### [Problem details]
Scan the data. Collect each line that contains the word "every".

### [Extracted data]
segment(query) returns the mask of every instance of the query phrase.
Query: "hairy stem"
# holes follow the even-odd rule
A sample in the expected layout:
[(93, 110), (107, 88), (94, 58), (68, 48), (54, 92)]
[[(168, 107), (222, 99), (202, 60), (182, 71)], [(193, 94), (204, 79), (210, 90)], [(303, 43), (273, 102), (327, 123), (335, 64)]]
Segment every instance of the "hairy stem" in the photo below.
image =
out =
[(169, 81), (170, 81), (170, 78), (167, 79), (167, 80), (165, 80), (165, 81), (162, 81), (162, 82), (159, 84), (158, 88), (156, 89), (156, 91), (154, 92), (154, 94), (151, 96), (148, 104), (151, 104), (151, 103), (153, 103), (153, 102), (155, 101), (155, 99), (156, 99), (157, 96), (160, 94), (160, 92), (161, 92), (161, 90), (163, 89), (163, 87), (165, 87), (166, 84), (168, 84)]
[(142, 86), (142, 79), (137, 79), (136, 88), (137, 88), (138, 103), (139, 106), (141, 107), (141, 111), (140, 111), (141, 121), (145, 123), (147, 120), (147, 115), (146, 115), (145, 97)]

### [Task result]
segment(query) returns the mask of every instance of the query phrase.
Segment every instance of the "hairy stem" in the photo below.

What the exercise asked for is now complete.